**QUESTIONS ON THE MATERIAL:**
a - In the Huguier biography, in what year and in what city did he receive his medical doctorate?
b - List every term in the Huguier biography that contains Huguier's name.
c - Continue the Huguier biography from where it stops.

**DOCUMENT TEXT:**
*** Begin section ***

= Pierre Charles Huguier =

French surgeon and gynecologist (1804–1873)

Pierre Charles Huguier (4 September 1804 - 12 January 1873) was a French surgeon and gynecologist born in Sézanne.

In 1834 he received his medical doctorate at Paris, and was later a surgeon at the Hôpital Beaujon. In 1835 he became an associate professor of the faculty of medicine at Paris.

Huguier is remembered for his pioneer work with genitourinary diseases such as lymphogranuloma venereum and uterine fibroma, with the latter disorder being formerly referred to as "Huguier's disease". He provided an early description of the anastomosis around the isthmus of the uterus, which is sometimes referred to as "Huguier's circle". His name is also lent to two anatomical structures associated with the ear:
- "Huguier's canal", or the "anterior canaliculus of chorda tympani": A canal at the medial end of the petrotympanic fissure, through which the chorda tympani nerve exits the tympanic cavity. Also known as the "canal of Huguier", or "iter chordae anterius".
- "Huguier's sinus": or the "fossula fenestrae vestibuli": A depression on the medial wall of the middle ear which has the vestibular window in its lower portion. Also called the little fossa of the vestibular window.

He is also credited with development of a specialized hysterometer (uterine sound).

==Selected writings==
- Des opérations de pupille artificielle, 1841.

*** End section ***

**SUPPLIED INFORMATION:**
*** Begin section ***

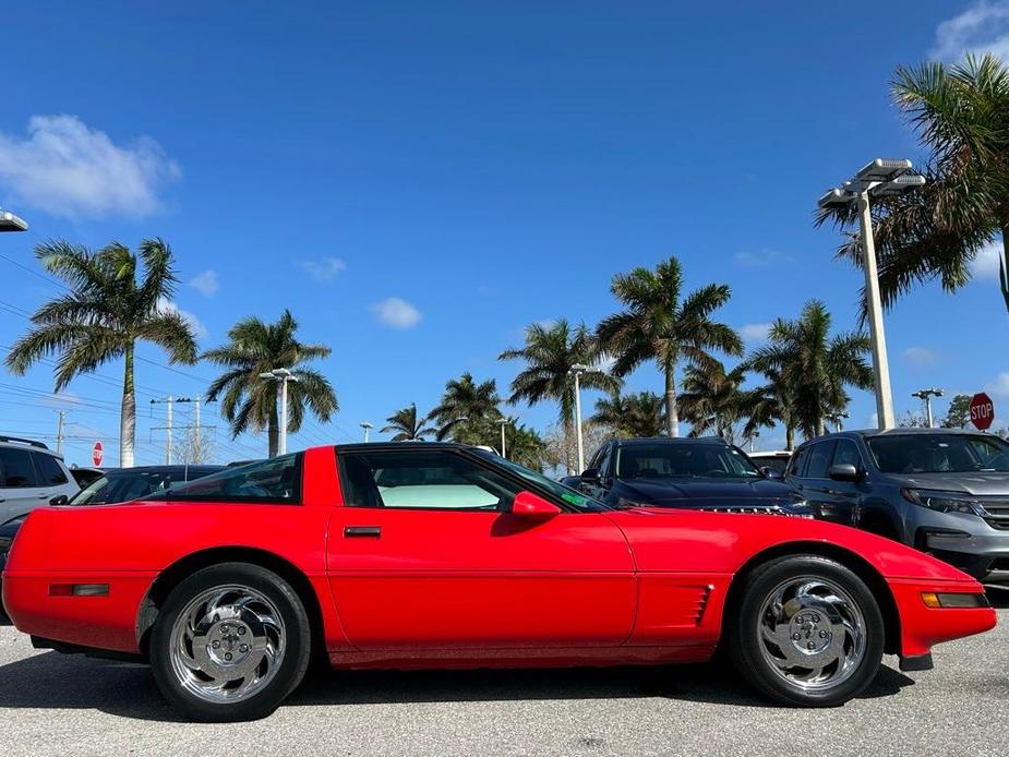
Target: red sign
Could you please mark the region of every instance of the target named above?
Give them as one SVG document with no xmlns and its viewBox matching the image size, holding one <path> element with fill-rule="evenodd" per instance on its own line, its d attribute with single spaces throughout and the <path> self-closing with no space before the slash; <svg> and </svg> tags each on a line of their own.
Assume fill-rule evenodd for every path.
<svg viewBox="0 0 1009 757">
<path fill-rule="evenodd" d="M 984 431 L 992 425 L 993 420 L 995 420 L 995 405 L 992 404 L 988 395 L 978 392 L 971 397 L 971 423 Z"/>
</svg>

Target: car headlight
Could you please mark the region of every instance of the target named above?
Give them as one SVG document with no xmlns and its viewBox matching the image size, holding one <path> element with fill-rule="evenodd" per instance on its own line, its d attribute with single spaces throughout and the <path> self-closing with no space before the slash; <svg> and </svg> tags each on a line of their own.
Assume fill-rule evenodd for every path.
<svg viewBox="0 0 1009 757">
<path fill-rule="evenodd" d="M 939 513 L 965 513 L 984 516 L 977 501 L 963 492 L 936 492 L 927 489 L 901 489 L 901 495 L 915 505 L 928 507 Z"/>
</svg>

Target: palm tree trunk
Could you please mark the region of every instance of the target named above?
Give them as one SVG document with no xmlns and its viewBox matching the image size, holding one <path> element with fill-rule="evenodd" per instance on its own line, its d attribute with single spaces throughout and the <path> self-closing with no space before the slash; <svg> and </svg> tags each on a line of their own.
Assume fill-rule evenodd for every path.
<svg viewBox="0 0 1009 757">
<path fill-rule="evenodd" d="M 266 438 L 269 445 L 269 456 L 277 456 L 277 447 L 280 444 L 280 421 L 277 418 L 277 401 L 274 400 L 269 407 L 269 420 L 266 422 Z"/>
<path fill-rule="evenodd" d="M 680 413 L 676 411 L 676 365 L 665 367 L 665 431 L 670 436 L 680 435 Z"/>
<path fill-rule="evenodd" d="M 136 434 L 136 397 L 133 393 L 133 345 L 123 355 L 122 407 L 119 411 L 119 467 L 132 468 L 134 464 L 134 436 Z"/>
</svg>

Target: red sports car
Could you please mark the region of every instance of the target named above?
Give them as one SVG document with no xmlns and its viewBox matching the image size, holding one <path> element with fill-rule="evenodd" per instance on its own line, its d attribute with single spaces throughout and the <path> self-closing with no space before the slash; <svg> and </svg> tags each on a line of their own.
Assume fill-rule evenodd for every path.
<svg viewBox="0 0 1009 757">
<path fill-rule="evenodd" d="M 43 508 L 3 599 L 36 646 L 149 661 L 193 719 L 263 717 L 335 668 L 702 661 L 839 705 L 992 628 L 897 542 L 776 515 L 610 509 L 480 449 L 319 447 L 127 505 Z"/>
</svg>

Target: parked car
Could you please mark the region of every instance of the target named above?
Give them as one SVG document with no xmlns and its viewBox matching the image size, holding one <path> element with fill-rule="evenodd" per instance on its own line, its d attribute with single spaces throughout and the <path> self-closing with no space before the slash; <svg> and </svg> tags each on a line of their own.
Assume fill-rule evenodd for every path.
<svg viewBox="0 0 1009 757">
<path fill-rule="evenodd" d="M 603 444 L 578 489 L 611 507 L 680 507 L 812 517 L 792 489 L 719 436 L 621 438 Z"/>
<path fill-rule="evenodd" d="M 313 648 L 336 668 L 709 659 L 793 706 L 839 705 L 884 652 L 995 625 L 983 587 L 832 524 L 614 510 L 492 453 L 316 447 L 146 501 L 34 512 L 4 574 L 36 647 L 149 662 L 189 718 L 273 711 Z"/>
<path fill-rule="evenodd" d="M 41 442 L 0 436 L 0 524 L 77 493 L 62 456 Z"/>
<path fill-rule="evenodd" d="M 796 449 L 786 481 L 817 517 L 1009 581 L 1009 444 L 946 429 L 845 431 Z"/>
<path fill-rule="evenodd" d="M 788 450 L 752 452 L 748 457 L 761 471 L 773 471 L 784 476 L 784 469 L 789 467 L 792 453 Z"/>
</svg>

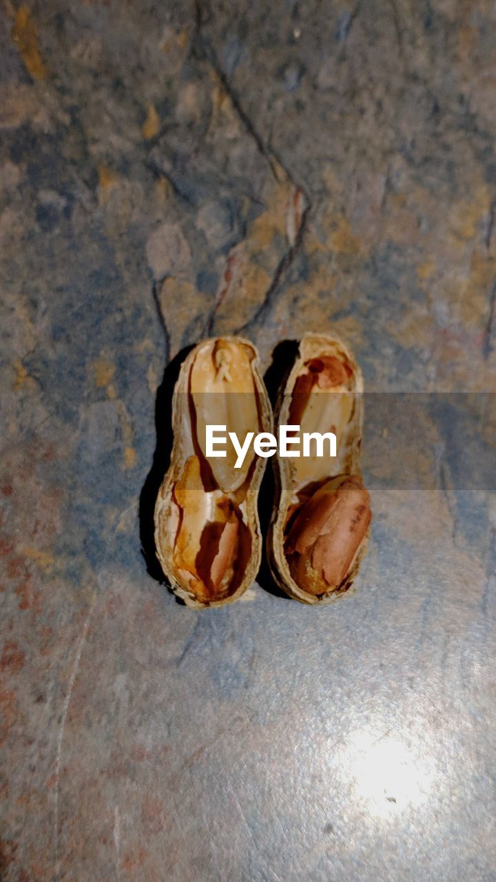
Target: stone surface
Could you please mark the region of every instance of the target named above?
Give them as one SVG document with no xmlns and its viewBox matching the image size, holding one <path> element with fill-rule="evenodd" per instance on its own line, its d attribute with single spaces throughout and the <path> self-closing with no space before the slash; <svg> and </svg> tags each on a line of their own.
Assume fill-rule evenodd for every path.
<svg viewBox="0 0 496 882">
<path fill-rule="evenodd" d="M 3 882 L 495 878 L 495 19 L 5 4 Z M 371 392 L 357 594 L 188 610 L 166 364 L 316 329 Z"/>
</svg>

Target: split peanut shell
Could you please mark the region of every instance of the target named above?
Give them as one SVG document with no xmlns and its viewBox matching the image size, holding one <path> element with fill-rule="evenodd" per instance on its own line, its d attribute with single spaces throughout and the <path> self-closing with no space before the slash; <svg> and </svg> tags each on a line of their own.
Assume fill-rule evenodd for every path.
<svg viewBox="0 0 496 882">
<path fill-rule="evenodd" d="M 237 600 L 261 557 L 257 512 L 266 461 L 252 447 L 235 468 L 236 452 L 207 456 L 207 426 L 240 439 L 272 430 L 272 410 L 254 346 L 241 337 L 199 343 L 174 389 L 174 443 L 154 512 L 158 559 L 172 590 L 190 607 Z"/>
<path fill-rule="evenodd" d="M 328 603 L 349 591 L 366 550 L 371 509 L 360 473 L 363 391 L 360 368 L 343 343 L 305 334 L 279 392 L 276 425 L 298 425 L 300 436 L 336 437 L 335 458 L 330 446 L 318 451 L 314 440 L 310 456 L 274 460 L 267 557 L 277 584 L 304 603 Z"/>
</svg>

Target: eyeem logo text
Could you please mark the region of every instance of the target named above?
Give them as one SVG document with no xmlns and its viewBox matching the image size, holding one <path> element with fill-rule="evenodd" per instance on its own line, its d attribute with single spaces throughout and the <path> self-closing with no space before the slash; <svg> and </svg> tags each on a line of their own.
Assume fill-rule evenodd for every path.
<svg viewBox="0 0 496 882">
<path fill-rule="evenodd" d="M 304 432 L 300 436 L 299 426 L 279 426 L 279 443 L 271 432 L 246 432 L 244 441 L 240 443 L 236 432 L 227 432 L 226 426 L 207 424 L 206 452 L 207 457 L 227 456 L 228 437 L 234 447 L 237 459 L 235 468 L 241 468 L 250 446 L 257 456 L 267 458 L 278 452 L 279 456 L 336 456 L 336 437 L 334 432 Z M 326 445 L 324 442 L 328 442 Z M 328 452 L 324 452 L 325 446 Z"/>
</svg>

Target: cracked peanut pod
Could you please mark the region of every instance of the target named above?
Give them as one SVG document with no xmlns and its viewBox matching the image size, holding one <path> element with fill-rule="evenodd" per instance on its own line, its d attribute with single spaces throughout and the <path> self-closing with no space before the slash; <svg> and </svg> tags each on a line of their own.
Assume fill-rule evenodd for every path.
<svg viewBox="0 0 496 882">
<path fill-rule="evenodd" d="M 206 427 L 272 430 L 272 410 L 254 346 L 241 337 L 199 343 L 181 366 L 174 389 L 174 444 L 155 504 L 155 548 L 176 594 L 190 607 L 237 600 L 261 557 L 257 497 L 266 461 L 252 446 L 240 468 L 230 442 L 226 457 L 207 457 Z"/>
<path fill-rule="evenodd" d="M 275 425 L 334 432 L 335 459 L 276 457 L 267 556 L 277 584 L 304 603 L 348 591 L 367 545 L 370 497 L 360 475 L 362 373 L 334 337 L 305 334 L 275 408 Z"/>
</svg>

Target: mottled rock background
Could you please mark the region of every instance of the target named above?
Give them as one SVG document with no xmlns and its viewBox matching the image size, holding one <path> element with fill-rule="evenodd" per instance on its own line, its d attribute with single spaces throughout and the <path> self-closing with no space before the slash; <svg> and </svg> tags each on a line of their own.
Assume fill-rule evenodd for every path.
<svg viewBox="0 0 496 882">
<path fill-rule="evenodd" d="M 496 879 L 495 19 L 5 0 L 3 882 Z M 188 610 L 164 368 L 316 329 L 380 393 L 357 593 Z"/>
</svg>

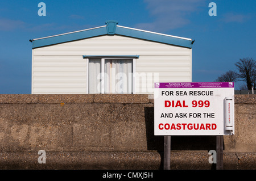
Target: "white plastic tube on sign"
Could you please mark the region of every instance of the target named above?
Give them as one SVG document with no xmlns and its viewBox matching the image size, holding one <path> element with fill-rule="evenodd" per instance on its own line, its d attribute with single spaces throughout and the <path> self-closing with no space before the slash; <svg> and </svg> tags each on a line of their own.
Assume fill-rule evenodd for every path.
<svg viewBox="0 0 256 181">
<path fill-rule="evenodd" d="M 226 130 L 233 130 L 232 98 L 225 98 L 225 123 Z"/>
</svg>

*** End section ***

**TASK RESPONSES:**
a - 1834, in Paris.

b - "Huguier's disease", "Huguier's circle", "Huguier's canal", "canal of Huguier", "Huguier's sinus"

c -
- Mémoire sur les kystes de la matrice et sur les kystes folliculaires du vagin. Lu à la Société de Chirurgie le 5 May 1847.
- Mémoire sur l'esthiomène, ou darte rongeante de la région vulvo-anale. Extrait du tome XIV des Mémoires d l'Académie Nationale de Médecine. 1849.
- Mémoire sur les maladies des appareils sécréteurs des organes génitaux externes de la femme. Extrait des Mémoires de l'Academie Nationale de Médecine. 1850.
- Mémoire sur les appareils sécréteurs des organes génitaux externes chez la femme et chez les animaux. Extrait des Annales des Sciences Naturelles, April 1850.
- Traitement des kystes de l'ovaire, 1856 - Treatment of ovarian cysts.
- Mémoire sur les allongements hypertrophiques du col de l'uterus, 1860 - Treatise on hypertrophic elongation of the cervix.
- De l'hystérométrie et du cathétérisme utérin, etc. 1865 - Hysterometry and uterine catheterization.